Whenever a line below holds the word "noun", copy that line.

[Saved data entries]
------
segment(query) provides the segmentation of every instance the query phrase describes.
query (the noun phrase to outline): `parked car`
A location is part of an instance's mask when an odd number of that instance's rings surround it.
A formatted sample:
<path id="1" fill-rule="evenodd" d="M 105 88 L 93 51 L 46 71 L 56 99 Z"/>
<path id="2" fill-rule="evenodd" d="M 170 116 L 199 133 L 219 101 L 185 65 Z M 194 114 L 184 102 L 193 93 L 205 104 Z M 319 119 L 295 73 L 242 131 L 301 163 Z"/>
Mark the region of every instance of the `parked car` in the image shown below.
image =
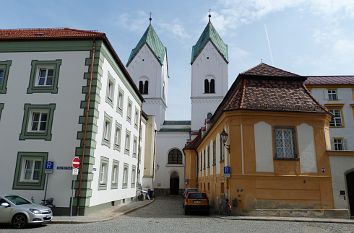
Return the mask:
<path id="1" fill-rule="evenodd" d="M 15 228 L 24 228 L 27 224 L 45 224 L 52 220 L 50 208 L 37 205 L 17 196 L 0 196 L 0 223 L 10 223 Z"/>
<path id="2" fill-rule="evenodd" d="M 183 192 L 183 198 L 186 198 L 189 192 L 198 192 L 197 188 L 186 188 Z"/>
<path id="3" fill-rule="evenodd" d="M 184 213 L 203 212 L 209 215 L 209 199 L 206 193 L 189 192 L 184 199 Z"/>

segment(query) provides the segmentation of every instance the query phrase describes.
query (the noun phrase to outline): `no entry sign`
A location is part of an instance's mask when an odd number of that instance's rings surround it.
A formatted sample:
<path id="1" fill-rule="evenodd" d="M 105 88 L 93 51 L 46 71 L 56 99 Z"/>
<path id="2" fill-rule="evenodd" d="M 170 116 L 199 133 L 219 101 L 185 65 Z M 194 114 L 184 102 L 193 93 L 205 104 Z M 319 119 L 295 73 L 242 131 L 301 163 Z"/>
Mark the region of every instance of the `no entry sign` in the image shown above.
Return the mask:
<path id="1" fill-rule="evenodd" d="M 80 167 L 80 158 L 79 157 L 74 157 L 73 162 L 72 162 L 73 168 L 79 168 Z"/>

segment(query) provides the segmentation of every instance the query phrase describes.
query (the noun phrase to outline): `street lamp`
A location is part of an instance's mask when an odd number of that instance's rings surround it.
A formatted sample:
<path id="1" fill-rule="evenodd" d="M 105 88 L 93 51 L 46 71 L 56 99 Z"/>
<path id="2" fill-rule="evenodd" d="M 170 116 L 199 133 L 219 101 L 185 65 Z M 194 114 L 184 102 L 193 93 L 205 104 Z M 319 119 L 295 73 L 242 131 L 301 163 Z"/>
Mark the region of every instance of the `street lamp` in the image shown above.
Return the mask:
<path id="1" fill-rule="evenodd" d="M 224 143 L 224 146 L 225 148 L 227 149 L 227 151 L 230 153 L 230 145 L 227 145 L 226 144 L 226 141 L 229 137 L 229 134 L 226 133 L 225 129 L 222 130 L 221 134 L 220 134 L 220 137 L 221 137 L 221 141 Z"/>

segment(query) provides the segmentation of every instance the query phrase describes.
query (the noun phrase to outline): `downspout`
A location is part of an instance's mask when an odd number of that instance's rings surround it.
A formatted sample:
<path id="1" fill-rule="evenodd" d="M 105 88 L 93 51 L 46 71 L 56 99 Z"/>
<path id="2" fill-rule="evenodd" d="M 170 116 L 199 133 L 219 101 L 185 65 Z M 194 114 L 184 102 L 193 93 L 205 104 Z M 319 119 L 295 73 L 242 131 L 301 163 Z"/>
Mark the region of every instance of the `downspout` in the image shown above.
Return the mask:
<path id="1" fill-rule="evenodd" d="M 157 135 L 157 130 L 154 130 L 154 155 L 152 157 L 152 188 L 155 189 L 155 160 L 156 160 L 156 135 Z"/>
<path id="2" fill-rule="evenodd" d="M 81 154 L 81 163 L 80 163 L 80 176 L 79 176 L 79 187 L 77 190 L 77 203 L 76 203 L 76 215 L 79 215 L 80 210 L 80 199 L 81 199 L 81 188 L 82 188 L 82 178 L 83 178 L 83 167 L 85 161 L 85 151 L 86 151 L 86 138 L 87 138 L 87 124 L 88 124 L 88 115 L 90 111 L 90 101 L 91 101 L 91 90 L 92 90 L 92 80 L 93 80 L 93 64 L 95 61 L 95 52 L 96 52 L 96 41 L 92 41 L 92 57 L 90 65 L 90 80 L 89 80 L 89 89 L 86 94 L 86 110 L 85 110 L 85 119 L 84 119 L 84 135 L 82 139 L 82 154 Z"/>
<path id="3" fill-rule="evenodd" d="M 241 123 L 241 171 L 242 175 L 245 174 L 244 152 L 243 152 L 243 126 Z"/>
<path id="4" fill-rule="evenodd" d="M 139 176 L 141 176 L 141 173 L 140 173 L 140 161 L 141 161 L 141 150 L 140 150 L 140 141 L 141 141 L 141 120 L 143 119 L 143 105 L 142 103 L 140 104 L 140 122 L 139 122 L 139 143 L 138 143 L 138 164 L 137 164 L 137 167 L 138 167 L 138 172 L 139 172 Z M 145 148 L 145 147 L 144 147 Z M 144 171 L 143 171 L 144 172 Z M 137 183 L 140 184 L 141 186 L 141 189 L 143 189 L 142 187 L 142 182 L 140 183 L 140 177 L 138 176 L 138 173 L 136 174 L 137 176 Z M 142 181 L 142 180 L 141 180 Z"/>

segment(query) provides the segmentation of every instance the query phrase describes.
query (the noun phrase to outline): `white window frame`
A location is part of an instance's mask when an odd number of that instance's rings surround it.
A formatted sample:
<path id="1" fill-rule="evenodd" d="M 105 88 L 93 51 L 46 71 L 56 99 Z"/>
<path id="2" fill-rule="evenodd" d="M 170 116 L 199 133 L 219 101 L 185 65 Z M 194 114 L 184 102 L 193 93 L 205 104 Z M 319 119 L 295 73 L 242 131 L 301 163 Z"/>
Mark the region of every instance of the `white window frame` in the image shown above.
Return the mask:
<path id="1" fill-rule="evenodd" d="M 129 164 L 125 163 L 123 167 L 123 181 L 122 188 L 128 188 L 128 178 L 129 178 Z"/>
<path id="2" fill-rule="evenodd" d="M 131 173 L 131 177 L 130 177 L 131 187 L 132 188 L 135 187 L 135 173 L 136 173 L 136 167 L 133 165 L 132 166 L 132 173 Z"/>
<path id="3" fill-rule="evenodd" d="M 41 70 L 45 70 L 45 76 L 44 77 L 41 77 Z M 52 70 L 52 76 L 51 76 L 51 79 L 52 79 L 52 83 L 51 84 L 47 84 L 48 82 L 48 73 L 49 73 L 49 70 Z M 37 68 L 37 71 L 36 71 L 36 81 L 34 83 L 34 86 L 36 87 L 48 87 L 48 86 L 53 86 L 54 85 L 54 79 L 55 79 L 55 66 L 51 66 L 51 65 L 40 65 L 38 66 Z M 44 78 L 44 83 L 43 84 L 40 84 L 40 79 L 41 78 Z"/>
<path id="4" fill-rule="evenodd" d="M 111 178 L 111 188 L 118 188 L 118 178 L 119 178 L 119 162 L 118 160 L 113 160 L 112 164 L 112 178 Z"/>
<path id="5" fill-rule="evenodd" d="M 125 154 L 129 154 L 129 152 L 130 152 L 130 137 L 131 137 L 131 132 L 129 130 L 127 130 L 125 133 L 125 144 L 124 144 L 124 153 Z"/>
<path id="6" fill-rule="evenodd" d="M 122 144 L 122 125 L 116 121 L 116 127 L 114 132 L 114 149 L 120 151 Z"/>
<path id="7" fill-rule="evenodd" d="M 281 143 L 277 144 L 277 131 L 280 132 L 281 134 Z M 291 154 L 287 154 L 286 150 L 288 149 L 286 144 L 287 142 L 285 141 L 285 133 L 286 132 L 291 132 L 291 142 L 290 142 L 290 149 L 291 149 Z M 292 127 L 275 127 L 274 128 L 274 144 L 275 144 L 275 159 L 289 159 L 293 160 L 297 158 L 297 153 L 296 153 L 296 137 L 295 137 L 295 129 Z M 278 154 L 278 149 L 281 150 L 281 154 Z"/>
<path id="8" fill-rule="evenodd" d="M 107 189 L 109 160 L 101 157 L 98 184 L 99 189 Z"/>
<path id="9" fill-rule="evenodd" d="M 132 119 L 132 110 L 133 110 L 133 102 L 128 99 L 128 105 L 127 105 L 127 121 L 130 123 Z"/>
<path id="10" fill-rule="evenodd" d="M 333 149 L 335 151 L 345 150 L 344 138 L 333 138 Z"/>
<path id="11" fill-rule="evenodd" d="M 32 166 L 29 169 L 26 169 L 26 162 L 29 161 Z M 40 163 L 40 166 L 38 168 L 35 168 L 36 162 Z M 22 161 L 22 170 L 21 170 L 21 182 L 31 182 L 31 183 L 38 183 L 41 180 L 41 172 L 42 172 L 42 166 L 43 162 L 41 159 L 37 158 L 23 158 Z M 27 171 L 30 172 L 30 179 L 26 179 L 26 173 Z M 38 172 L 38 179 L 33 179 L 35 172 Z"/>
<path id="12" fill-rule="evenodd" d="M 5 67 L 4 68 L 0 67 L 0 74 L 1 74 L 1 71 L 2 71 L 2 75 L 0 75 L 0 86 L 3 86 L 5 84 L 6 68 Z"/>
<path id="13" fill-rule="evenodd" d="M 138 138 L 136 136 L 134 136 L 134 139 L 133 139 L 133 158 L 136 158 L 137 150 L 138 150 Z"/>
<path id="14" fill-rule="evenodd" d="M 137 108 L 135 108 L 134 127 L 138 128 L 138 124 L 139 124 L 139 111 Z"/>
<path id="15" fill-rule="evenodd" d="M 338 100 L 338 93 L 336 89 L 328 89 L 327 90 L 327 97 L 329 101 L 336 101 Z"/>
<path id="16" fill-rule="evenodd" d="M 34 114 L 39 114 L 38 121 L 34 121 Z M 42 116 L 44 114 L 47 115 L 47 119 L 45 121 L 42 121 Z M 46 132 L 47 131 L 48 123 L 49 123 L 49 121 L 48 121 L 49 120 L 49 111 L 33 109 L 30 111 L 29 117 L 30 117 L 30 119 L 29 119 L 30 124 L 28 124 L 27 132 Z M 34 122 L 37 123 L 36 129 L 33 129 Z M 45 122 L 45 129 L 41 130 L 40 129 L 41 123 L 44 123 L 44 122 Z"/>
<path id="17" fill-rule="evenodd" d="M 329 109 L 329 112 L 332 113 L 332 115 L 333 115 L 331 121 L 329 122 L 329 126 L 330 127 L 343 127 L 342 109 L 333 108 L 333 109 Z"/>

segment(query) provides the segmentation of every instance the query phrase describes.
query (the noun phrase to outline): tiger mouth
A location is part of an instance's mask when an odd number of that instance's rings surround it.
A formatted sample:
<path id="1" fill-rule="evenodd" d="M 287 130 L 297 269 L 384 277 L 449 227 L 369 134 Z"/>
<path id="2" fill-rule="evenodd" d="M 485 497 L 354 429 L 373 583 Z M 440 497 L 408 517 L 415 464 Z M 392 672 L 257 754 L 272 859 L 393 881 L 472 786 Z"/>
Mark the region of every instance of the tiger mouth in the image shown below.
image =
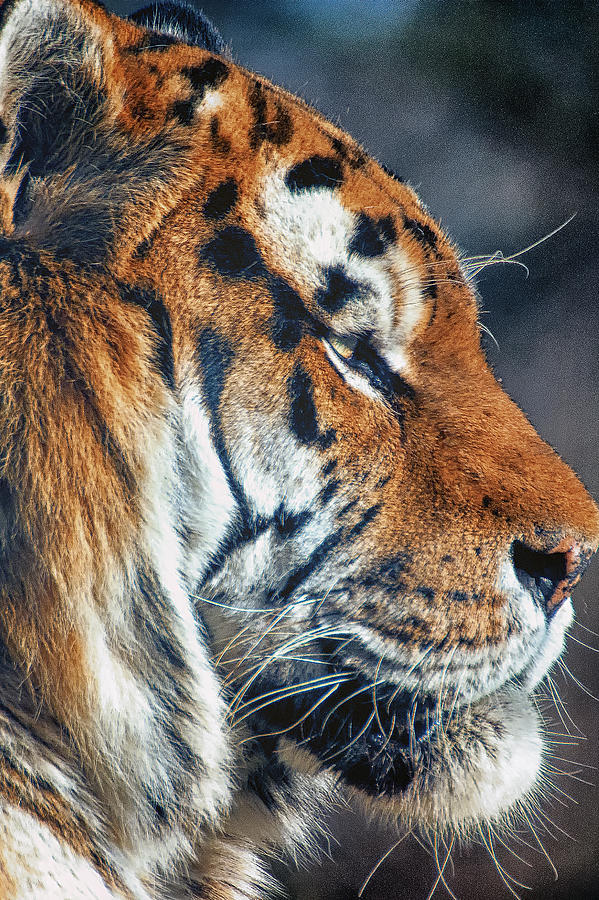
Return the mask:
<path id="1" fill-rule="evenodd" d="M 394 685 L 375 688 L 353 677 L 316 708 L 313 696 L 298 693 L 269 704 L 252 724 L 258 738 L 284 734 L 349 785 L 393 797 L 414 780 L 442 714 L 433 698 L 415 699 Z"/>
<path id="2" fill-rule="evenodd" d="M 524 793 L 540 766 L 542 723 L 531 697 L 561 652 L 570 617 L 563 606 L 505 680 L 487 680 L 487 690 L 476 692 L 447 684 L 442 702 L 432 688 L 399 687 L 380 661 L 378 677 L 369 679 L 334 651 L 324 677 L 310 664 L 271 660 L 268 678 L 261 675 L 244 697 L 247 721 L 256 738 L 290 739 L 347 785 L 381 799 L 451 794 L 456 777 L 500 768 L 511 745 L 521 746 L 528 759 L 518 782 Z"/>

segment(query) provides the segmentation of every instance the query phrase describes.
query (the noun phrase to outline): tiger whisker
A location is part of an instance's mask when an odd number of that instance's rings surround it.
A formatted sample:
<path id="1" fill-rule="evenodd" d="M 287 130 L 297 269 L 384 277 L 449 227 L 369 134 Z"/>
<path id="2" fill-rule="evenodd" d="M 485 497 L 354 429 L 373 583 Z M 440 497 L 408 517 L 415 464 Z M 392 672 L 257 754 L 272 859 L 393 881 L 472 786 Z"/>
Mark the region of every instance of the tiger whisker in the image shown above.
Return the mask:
------
__Answer area__:
query (the noun phrase to outline): `parked car`
query (the noun phrase to outline): `no entry sign`
query (the noun phrase to outline): `street lamp`
query (the noun phrase to outline): `downspout`
query (the noun phrase to outline): `white window frame`
query (the noun phrase to outline): tiger mouth
query (the noun phrase to outline): tiger whisker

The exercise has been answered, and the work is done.